PROBLEM DESCRIPTION —
Of all the entries below, retype only the lines from the one with "Phrase: black mannequin stand" through the one with "of the window", exactly as they appear.

◇ ◇ ◇

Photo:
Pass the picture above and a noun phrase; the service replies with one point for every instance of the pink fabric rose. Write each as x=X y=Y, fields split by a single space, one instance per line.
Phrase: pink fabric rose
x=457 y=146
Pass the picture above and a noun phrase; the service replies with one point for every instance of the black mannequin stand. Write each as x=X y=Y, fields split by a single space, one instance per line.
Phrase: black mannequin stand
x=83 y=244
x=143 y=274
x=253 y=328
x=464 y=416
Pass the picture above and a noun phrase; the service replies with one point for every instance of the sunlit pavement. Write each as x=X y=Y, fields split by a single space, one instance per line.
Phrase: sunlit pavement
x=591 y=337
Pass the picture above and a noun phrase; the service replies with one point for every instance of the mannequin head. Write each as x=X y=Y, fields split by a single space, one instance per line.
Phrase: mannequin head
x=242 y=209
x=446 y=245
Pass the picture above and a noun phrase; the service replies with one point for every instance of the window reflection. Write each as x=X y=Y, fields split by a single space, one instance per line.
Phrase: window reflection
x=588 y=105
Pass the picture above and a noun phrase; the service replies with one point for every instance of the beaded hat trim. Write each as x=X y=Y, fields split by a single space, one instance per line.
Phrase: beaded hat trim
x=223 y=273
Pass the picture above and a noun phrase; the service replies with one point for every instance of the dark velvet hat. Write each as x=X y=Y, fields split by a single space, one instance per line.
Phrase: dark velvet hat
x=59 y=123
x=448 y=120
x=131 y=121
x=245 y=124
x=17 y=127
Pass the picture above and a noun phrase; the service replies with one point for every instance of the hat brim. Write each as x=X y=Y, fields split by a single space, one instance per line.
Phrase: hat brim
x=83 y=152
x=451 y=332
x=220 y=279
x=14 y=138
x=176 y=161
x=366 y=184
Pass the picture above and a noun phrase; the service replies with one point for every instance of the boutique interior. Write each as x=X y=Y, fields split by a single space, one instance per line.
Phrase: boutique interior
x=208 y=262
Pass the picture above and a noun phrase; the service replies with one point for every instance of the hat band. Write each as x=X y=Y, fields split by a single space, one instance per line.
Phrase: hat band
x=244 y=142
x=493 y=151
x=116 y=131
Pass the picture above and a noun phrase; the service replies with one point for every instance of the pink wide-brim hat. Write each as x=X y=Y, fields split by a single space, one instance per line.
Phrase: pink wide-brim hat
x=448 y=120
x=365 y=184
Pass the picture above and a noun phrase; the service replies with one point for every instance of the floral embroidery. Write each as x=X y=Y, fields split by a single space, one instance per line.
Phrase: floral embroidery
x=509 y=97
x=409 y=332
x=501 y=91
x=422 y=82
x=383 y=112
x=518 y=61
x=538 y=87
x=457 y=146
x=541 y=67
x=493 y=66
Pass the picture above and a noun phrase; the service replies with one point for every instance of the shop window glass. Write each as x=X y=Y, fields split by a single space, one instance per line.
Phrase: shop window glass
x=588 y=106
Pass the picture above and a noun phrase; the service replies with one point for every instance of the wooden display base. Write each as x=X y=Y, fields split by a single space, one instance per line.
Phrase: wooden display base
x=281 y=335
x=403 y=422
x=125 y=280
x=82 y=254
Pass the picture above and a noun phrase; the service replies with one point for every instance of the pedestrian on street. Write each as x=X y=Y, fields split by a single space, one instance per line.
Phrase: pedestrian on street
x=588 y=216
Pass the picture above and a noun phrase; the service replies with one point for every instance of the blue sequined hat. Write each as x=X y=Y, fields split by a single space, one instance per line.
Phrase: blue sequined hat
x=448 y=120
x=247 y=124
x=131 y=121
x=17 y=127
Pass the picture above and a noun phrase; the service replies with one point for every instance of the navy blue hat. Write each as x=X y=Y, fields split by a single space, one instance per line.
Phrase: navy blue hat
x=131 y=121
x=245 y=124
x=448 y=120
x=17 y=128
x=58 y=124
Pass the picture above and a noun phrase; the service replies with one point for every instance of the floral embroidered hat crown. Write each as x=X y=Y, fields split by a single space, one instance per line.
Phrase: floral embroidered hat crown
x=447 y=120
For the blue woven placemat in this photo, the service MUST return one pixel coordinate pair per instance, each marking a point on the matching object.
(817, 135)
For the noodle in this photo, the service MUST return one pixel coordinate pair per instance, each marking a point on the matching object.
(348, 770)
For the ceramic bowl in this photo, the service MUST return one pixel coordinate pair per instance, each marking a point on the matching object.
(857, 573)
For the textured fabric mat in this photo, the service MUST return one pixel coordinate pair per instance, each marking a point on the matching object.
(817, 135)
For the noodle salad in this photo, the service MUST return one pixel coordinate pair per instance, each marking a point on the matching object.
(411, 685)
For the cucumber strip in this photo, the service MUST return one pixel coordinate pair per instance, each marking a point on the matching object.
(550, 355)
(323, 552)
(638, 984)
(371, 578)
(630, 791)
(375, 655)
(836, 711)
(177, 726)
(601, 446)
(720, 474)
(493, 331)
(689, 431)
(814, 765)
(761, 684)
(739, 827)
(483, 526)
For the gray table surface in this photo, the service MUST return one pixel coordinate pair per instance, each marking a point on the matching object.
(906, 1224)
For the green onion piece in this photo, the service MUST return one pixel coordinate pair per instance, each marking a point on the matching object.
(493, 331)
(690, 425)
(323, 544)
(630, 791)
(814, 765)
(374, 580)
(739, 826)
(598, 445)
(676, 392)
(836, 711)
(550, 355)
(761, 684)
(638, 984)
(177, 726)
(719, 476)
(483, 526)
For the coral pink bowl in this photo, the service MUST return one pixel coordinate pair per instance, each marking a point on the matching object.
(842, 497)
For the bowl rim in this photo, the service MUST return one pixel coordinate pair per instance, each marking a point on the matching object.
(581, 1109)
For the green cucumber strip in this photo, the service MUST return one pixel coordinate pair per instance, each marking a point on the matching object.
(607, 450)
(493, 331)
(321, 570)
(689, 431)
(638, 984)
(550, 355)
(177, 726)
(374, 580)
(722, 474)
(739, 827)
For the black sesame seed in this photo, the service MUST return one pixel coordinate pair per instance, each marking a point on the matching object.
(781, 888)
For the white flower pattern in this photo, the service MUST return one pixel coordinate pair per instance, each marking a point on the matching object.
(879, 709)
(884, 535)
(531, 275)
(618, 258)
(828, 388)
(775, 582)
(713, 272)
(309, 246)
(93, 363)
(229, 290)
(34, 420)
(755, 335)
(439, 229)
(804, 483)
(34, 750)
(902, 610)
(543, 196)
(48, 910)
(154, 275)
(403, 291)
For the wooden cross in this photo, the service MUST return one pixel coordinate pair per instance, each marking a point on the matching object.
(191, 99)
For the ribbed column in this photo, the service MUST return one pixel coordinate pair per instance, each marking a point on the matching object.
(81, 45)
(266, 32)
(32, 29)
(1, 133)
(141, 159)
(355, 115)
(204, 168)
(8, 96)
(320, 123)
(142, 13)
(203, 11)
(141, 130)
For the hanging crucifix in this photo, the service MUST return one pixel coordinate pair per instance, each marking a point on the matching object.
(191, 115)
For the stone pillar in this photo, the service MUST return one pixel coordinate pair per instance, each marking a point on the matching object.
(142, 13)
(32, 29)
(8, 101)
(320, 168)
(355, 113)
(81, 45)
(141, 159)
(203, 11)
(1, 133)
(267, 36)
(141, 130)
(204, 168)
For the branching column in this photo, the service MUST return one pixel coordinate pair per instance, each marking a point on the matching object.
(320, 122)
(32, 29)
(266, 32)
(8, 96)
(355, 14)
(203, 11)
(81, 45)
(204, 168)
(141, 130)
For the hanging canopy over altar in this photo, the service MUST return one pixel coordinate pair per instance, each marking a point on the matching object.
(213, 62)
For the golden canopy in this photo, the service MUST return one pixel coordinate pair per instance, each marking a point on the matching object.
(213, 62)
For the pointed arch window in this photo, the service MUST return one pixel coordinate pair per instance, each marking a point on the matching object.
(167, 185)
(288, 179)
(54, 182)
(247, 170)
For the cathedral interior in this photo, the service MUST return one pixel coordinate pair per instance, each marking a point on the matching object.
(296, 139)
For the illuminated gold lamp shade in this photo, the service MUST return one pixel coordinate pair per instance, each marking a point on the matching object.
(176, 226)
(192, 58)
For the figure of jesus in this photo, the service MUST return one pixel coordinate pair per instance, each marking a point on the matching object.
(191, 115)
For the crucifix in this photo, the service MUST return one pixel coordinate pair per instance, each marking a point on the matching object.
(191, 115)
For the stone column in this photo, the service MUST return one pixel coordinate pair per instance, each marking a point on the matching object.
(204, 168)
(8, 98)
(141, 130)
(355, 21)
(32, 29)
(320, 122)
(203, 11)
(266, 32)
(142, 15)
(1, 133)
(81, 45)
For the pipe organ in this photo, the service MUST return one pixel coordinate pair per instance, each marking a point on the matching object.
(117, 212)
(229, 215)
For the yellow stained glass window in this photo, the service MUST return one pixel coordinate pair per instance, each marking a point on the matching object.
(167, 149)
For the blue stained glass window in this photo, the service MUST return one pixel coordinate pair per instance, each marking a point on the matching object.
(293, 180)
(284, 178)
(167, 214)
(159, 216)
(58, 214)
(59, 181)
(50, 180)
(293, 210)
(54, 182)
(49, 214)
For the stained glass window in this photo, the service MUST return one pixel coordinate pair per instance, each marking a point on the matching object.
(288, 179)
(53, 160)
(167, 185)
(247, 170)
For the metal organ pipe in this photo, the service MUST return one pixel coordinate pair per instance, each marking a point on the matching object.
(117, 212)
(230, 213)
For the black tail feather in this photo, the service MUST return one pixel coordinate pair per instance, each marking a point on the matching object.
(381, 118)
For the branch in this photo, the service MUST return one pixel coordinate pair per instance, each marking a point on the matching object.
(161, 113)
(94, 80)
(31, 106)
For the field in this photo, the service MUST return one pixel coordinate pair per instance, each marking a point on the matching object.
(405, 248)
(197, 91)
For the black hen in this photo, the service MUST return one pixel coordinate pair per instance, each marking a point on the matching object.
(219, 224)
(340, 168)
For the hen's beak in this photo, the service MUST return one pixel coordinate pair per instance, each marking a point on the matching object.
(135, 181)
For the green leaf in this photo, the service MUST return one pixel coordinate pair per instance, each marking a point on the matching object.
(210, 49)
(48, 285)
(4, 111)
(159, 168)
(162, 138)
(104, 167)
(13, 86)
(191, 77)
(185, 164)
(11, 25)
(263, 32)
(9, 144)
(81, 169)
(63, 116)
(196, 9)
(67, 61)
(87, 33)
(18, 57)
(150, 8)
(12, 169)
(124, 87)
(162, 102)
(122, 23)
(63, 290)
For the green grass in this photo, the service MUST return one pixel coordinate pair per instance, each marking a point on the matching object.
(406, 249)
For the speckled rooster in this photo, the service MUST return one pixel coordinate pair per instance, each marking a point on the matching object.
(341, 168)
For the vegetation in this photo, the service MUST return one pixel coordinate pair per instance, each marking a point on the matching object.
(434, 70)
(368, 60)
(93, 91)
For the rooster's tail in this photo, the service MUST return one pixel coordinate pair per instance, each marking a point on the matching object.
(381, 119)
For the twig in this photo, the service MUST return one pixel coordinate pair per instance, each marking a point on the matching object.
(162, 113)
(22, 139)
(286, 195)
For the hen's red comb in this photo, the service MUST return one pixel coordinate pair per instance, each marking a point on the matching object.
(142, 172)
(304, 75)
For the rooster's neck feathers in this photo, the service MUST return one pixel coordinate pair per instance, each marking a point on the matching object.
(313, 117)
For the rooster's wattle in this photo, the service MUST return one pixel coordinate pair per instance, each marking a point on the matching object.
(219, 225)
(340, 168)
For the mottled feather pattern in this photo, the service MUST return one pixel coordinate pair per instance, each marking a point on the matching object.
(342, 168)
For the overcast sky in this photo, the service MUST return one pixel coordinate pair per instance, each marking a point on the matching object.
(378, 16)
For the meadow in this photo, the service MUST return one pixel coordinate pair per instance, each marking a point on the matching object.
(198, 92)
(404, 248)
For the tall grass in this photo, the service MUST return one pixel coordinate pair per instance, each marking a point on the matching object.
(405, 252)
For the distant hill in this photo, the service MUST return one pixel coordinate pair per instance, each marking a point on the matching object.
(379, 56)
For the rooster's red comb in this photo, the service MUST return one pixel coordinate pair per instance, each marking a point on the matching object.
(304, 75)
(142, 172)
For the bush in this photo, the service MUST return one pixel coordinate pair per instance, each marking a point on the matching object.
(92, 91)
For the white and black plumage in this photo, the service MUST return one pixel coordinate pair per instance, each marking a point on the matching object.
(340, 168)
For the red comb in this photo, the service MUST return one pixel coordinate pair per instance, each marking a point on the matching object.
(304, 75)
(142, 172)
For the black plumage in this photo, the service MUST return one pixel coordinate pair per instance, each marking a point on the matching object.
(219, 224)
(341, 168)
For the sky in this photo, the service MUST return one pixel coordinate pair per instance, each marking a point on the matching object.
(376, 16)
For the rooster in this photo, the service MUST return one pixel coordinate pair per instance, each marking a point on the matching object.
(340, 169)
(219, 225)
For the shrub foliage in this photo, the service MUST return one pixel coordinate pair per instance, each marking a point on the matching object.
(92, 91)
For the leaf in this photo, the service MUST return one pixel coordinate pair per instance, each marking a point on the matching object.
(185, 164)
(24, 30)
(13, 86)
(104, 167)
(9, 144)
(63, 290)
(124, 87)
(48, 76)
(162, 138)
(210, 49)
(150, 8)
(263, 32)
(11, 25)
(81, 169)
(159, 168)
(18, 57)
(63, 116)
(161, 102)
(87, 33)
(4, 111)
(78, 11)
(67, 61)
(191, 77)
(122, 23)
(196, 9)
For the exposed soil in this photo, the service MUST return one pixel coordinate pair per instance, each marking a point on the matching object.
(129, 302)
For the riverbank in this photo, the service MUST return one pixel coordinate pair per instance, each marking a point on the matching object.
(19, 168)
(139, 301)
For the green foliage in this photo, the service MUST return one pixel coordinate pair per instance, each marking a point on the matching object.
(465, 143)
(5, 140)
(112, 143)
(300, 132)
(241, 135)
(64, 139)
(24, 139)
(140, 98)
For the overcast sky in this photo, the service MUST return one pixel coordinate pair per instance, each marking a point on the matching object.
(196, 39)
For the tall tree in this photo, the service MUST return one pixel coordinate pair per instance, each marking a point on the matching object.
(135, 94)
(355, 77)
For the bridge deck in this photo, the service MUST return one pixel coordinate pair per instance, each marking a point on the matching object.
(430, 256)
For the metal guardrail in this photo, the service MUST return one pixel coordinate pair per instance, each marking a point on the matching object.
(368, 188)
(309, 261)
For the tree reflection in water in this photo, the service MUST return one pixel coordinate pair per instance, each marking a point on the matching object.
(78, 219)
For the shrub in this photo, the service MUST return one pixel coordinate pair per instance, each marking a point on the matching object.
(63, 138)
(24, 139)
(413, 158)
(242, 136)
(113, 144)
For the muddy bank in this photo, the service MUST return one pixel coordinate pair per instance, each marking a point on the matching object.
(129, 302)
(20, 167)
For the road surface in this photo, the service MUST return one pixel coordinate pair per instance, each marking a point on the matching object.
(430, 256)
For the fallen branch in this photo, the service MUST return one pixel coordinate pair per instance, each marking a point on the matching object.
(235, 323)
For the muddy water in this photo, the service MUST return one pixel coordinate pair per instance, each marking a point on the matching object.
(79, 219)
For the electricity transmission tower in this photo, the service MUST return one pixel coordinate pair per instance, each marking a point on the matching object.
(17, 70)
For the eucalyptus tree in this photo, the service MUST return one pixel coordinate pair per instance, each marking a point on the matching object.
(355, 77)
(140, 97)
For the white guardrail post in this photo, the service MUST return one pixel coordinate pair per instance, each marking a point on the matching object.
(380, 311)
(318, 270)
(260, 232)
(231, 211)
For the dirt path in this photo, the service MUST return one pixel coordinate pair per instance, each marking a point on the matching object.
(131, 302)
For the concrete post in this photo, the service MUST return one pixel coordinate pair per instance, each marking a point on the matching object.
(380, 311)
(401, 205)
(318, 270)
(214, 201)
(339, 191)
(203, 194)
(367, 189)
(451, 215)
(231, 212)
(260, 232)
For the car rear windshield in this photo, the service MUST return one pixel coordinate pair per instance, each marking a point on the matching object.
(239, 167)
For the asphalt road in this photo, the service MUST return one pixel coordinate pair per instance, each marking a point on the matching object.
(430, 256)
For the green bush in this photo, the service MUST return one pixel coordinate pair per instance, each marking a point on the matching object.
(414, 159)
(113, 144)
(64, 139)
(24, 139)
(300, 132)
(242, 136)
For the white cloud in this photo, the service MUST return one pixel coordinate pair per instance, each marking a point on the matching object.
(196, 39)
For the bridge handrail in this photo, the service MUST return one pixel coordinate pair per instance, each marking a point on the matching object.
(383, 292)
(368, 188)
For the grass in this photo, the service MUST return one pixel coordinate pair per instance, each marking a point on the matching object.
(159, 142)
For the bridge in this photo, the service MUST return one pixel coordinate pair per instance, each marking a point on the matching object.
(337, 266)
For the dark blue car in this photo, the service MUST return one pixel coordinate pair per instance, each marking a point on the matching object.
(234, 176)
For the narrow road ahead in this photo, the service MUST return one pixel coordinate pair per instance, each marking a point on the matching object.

◇ ◇ ◇

SOLUTION FOR THIS EXERCISE —
Phrase: black mannequin stand
x=83 y=244
x=143 y=274
x=253 y=328
x=464 y=416
Pass the picture above and a noun phrase; the service replies with one point for every instance of the sunlit pavement. Write each as x=X y=Y, fields split by a single space, one instance per line.
Phrase: sunlit pavement
x=591 y=337
Pass the picture above and a noun phrase; the service replies with one point for every instance of the mannequin head. Write each as x=X y=Y, fields split by a single space, one instance per line.
Phrase: mannequin head
x=242 y=209
x=446 y=245
Pass the picture above and a noun phrase; the service replies with one point for every instance of the window reflection. Write each as x=X y=Y, fields split by a single space, one instance per line.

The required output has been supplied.